# REQUIRED TASKS
1. According to the article about the film The Rapture of Fe, why does Fe have to come home?
2. Decide whether each statement agrees with the article about the film The Rapture of Fe, answering yes or no and quoting the deciding words: (a) Alvin Yapan wrote the screenplay. (b) TJ Trinidad plays Fe's husband. (c) The film is being shot in a southern province of the Philippines.

# EXTRACT PROVIDED
• • • • • • •
Monday, April 6, 2009

When Rape Becomes Rapture

By Clarence Yu


Can rape be equated to freedom?


The Rapture of Fe (Filipino title: Ang Pangagahasa kay Fe) is an independently produced Filipino film that has just recently started shooting on location in a northern province of the Philippines.
According to the film's official website, the screenplay is written by Alvin Yapan, a winner of the Gawad Urian award and multiple Palanca Awards.* The film will star critically acclaimed stage and film actress, Irma Adlawan (Stray Cats), in the title role of Fe. Fe is a former OFW (Overseas Filipino Worker) forced to come home as she is laid off from her job because of the current global financial crisis.
Upon coming home to the Philippines, she is met with violent abuse by her husband Dante, played by Nonie Buencamino. Complicating her predicament further is her relationship with her younger lover, played by popular Filipino actor TJ Trinidad. Most mysterious of all, baskets of black fruits keep appearing at her doorstep.
• • • • • • •
Dataset rows:
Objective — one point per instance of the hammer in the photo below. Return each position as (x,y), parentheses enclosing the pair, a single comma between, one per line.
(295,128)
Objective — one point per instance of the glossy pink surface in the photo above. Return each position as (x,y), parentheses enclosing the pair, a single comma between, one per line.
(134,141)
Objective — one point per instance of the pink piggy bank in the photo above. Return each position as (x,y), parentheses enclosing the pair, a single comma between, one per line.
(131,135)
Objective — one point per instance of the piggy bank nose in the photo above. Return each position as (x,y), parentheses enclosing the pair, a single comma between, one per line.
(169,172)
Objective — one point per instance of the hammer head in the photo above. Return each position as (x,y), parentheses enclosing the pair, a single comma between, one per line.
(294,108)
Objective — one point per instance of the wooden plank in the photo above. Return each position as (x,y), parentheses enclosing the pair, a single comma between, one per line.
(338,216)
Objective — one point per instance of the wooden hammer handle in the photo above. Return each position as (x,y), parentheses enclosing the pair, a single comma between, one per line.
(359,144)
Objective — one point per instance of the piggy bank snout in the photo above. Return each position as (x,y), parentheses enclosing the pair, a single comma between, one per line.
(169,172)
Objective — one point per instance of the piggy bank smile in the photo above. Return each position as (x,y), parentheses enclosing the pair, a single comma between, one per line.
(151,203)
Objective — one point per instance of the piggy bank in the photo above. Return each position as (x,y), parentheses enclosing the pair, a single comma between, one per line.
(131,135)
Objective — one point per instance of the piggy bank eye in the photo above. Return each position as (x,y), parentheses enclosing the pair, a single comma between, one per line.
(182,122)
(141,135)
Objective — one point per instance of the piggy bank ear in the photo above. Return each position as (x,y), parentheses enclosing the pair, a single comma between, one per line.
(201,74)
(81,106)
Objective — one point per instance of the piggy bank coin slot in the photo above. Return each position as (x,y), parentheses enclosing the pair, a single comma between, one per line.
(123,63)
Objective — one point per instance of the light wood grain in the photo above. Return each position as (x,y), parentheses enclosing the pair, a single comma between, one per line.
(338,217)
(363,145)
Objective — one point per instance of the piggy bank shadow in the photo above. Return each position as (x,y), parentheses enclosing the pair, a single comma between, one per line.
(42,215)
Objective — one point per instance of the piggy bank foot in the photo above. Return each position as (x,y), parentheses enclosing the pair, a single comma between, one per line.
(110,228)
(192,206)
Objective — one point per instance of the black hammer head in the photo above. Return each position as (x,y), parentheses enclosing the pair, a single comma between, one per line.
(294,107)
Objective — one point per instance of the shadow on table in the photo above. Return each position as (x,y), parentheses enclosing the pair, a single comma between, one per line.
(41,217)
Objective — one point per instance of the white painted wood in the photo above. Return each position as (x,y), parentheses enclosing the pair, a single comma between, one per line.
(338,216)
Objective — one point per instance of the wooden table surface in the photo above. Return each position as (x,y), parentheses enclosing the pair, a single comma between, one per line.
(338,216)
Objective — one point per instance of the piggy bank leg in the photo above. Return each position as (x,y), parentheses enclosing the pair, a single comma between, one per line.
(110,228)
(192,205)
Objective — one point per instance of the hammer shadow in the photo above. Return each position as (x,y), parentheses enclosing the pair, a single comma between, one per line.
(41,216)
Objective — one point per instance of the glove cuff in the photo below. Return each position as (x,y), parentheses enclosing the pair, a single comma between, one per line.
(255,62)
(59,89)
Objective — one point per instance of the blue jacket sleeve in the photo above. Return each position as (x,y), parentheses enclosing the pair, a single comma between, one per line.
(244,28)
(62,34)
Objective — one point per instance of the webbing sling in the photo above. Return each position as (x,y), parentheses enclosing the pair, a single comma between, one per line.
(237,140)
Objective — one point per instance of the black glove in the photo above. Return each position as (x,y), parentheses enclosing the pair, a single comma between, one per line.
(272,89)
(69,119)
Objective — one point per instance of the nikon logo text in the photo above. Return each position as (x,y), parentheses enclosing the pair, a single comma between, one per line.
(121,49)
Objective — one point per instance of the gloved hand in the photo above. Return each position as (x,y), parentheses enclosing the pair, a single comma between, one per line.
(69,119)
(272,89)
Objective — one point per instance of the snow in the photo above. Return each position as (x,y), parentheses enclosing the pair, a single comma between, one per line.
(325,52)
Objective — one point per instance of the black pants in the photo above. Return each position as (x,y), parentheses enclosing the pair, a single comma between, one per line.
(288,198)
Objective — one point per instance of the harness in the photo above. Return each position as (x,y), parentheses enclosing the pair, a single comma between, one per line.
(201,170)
• • • • • • •
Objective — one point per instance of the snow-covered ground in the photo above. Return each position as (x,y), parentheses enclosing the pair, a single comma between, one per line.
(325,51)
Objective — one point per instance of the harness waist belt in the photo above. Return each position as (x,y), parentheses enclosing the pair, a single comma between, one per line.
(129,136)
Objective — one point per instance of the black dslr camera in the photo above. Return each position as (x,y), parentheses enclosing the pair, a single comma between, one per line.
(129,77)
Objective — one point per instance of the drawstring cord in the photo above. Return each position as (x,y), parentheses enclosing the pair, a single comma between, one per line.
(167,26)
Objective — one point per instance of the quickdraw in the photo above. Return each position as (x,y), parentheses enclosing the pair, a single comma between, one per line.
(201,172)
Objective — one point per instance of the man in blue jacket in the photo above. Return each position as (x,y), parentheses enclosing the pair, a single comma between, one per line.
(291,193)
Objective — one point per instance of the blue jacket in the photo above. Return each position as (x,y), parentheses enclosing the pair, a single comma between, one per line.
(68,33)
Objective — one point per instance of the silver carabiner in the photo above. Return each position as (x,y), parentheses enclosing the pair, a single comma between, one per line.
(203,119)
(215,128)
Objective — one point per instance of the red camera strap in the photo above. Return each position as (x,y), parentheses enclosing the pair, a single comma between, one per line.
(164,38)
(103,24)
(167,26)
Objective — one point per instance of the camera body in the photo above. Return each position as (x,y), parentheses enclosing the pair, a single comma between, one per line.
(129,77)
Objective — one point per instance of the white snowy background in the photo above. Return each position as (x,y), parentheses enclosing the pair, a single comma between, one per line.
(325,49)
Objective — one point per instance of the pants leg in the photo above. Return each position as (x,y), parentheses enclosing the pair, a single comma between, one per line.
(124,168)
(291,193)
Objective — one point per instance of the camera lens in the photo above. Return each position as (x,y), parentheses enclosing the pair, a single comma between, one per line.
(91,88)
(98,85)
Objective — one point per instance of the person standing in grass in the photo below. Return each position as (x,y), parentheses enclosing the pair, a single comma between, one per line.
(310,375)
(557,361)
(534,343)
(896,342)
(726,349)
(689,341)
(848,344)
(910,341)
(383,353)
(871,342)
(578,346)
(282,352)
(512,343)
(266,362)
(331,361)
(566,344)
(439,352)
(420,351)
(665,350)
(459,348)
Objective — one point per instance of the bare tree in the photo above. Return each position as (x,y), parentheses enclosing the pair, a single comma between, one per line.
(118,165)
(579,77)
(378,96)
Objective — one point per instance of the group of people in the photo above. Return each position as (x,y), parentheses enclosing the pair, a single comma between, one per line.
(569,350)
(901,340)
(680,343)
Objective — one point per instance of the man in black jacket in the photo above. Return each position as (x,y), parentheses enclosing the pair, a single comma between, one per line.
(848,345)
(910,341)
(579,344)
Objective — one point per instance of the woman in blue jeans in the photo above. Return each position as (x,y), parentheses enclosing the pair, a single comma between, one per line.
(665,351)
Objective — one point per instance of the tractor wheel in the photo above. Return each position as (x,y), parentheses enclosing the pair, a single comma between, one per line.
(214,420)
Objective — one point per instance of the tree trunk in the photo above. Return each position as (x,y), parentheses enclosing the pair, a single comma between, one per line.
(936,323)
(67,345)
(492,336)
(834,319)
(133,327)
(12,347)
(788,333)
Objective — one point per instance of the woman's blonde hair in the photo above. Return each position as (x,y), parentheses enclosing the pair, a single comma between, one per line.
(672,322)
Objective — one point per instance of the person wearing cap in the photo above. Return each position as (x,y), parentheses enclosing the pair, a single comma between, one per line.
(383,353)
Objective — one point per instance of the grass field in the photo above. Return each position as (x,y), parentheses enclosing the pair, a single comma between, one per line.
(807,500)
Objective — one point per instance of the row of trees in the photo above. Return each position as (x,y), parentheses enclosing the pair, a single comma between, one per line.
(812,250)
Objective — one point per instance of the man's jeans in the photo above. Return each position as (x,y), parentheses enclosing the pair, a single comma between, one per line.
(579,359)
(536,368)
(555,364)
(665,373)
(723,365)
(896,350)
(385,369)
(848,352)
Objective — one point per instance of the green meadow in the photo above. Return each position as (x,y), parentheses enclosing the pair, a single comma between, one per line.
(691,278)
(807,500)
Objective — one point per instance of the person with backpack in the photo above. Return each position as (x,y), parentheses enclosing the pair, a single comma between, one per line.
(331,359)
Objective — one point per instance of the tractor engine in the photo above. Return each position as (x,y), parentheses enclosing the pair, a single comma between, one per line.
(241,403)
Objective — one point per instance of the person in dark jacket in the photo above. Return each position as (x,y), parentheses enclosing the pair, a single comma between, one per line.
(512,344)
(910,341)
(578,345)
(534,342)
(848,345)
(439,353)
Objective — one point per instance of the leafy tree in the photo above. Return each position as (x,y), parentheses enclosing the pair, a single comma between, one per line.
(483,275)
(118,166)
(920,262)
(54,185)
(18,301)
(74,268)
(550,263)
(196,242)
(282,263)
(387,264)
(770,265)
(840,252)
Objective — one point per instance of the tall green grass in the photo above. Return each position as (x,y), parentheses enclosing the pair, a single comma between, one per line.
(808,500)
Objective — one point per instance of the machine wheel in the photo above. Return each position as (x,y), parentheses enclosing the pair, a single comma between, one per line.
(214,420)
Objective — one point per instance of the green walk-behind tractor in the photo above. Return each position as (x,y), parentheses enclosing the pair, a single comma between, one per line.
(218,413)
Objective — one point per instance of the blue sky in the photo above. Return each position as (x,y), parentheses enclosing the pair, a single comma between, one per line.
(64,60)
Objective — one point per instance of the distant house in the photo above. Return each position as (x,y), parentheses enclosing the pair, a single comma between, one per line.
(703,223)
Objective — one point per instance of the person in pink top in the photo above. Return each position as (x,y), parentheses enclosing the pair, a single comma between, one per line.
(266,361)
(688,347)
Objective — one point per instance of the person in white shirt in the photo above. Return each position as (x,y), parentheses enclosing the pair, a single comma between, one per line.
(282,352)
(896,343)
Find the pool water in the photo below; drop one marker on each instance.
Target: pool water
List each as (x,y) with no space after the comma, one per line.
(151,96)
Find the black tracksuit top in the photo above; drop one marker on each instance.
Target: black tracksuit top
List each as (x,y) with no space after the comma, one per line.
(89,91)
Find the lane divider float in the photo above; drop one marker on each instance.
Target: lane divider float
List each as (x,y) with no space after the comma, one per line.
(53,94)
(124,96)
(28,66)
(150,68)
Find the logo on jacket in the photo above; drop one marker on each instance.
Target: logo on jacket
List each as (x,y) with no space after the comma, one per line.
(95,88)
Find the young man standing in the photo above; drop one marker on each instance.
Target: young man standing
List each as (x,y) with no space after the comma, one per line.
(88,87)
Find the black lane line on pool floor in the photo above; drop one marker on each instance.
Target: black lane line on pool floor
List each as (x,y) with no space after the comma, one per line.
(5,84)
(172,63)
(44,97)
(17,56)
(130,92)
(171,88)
• • • • • • •
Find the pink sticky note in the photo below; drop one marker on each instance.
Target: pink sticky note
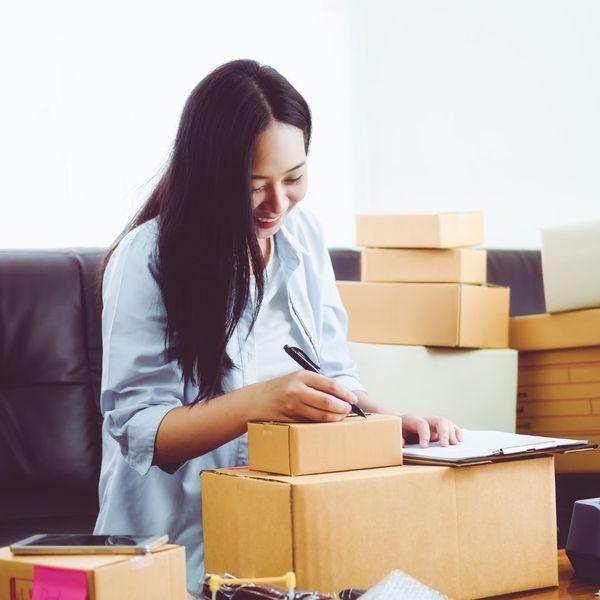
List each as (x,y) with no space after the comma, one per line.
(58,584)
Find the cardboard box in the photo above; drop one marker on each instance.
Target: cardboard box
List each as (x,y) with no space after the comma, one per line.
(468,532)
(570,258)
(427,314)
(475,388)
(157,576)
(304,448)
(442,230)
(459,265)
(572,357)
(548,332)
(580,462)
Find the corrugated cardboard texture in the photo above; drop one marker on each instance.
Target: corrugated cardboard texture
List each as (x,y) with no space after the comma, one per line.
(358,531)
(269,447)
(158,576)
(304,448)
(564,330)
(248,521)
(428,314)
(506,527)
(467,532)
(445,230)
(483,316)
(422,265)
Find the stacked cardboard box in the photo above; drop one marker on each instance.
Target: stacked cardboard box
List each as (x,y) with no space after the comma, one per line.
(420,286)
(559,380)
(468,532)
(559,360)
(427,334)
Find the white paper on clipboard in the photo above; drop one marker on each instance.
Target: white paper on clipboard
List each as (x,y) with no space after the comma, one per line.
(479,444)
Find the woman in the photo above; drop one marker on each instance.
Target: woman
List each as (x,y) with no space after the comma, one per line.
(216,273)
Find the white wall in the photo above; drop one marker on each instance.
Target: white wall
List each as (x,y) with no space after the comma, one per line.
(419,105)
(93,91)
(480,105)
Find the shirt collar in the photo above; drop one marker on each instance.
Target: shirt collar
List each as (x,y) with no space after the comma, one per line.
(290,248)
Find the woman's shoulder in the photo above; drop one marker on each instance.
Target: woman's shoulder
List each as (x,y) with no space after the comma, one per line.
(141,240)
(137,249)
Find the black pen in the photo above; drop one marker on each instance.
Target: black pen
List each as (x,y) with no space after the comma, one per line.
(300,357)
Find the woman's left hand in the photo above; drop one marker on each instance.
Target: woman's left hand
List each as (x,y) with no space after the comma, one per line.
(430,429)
• • • • • • •
# ANSWERS BELOW
1. She is laid off from her job because of the current global financial crisis.

2.
(a) Yes: "the screenplay is written by Alvin Yapan"
(b) No: "her husband Dante, played by Nonie Buencamino"
(c) No: "on location in a northern province of the Philippines"